EXERCISE.
Output a verbatim copy of the data, cut off after the line that contains "x=93, y=206".

MATERIAL SHOWN.

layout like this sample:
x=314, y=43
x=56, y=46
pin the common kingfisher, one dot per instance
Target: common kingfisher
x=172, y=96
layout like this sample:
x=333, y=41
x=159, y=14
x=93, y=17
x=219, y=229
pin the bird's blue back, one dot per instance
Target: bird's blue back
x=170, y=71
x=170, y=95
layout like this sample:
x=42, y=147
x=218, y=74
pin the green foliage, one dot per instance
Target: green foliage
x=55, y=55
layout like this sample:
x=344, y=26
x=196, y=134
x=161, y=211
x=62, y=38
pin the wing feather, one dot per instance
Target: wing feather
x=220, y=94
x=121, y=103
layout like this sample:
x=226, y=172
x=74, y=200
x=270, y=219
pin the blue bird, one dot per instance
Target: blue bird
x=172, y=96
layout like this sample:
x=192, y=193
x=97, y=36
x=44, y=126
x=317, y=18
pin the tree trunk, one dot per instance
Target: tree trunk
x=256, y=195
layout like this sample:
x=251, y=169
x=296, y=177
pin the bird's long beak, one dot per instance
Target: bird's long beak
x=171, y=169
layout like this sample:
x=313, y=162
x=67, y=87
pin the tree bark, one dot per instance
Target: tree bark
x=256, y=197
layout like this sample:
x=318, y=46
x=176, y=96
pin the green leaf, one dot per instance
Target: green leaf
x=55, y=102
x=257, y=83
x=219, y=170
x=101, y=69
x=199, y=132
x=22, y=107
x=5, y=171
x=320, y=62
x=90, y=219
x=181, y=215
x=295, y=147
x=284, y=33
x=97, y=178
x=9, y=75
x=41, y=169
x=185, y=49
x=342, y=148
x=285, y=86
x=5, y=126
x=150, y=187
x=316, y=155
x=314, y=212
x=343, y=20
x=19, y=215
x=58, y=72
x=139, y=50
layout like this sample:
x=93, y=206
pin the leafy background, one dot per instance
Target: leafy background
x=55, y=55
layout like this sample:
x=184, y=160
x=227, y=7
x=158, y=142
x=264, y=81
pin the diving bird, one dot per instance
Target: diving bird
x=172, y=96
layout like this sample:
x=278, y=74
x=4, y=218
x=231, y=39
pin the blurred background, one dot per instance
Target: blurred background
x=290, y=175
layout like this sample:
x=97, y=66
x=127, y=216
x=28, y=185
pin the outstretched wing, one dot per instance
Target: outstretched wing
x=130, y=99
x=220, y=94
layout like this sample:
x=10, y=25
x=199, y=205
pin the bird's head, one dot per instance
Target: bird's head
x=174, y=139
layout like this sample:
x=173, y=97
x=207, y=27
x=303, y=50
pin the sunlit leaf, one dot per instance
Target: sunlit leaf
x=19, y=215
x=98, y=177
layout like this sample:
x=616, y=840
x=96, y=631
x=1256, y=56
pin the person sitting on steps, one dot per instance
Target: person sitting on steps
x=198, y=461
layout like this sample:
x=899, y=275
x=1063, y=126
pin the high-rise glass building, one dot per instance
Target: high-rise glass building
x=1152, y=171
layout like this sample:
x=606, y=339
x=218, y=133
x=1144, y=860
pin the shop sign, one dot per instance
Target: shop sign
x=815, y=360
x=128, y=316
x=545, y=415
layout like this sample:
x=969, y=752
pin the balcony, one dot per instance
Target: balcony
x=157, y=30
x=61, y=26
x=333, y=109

SOLUTION FOR THIS EXERCISE.
layout like this sample:
x=314, y=43
x=56, y=46
pin the common kingfisher, one dot per instance
Target: common kingfisher
x=172, y=96
layout like this sample:
x=333, y=41
x=159, y=14
x=93, y=17
x=219, y=229
pin the bird's blue back, one dot per instance
Target: bird's blue back
x=170, y=71
x=170, y=95
layout like this sample:
x=42, y=147
x=218, y=74
pin the green foliage, one dot per instance
Target: green foliage
x=55, y=55
layout like this sample:
x=344, y=26
x=196, y=134
x=161, y=211
x=62, y=38
pin the wing feather, one dot per instance
Target: wing feather
x=220, y=94
x=121, y=103
layout like this sample:
x=226, y=172
x=74, y=200
x=270, y=219
pin the blue bird, one dot per instance
Target: blue bird
x=172, y=96
layout like this sample:
x=192, y=193
x=97, y=36
x=44, y=126
x=317, y=18
pin the tree trunk, one dot per instance
Target: tree trunk
x=256, y=195
layout like this sample:
x=251, y=169
x=296, y=177
pin the bird's long beak, one dot per instance
Target: bird's long beak
x=171, y=169
layout like this sample:
x=313, y=162
x=67, y=87
pin the tree bark, one dot per instance
Target: tree bark
x=256, y=197
layout like this sample:
x=318, y=46
x=176, y=96
pin the green leaf, one dot per instance
Target: green leaf
x=55, y=102
x=257, y=83
x=219, y=170
x=101, y=69
x=199, y=132
x=22, y=107
x=5, y=171
x=320, y=62
x=90, y=219
x=181, y=215
x=295, y=147
x=284, y=33
x=97, y=178
x=9, y=75
x=41, y=169
x=185, y=49
x=342, y=148
x=285, y=86
x=5, y=126
x=150, y=187
x=316, y=155
x=314, y=212
x=343, y=20
x=19, y=215
x=58, y=72
x=139, y=50
layout like this sample:
x=93, y=206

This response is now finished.